• Problem to work on:
Only one stretch of the data below should be repeated: the lines from the line containing "Wildlife-count tagging: point out every instance of the group" through the line containing "Wildlife-count tagging: point out every instance of the overhead", inclusive, exactly as they are.

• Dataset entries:

Segment Open

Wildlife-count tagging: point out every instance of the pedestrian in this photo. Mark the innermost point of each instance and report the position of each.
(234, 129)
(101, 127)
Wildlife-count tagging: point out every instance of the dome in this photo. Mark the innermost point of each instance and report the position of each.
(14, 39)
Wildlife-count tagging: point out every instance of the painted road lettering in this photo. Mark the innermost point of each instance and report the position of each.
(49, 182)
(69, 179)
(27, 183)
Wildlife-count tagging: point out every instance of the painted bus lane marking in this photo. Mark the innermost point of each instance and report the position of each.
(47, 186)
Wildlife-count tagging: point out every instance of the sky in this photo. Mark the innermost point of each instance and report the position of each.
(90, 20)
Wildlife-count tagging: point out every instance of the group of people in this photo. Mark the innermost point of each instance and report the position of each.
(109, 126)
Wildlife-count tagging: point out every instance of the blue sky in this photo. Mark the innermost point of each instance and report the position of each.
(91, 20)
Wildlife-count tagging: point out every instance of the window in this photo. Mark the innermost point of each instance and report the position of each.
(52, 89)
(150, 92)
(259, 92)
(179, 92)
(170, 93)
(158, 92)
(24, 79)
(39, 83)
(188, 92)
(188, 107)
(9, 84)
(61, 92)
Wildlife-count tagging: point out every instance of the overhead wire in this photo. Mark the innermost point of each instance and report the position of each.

Segment Closed
Segment Open

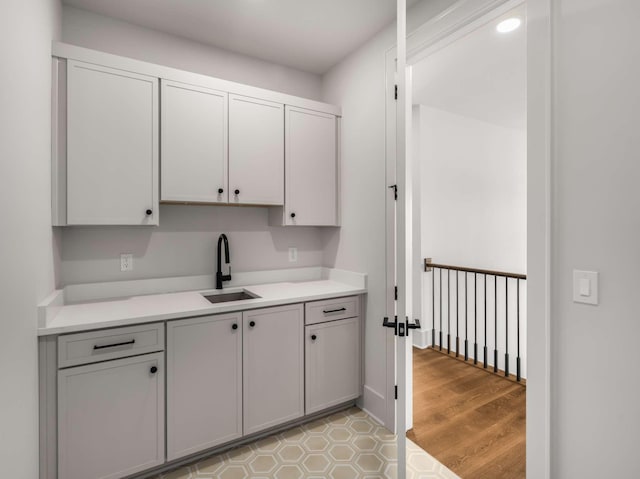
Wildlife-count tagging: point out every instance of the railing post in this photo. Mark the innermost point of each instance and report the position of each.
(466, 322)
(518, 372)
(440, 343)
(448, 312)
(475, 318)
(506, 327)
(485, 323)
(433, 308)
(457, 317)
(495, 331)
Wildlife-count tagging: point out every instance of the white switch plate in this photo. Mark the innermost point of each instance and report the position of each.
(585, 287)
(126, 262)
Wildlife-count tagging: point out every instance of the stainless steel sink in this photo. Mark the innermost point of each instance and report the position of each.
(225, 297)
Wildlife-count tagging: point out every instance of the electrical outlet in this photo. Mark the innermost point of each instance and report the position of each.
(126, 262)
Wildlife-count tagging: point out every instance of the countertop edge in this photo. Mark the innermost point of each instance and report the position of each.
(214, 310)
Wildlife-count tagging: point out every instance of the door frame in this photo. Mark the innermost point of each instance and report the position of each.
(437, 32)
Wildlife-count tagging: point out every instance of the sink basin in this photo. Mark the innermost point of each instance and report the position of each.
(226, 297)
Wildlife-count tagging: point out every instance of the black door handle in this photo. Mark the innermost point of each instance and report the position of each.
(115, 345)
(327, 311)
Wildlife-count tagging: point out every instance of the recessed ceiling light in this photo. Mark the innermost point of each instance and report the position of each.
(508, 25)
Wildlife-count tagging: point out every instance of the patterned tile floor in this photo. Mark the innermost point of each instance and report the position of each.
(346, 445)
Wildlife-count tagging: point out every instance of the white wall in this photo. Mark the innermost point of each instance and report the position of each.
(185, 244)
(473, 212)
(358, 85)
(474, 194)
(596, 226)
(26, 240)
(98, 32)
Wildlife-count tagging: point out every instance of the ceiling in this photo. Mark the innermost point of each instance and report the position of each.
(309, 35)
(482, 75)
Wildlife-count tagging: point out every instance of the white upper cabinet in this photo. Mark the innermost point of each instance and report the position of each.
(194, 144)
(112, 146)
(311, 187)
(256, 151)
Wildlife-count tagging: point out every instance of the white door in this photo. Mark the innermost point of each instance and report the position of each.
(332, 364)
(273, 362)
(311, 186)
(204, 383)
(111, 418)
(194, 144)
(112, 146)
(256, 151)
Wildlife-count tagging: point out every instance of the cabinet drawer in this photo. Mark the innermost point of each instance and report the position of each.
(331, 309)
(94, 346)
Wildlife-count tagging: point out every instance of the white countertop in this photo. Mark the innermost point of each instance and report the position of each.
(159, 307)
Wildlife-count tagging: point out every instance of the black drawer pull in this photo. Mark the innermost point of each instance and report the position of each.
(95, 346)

Segment Closed

• Solved problem:
Wildlife-count tagging: point out every instance of the group of people in this photo. Mark the innermost point of each instance and report the position of each.
(109, 126)
Wildlife-count tagging: point out every instance of the blue sky in this photo. Mark the innermost point of each instance and report the position of each.
(91, 20)
Wildlife-count tagging: point out every instance of the window in this photo. Mark the innermost point of each instance and report the position of each.
(52, 89)
(150, 92)
(259, 92)
(179, 92)
(170, 93)
(158, 92)
(24, 79)
(39, 83)
(188, 92)
(188, 107)
(9, 84)
(61, 92)
Wildlife-count tagging: point out every instance of the overhead wire in this photo. Mark the innermost point of each instance and report the position of each.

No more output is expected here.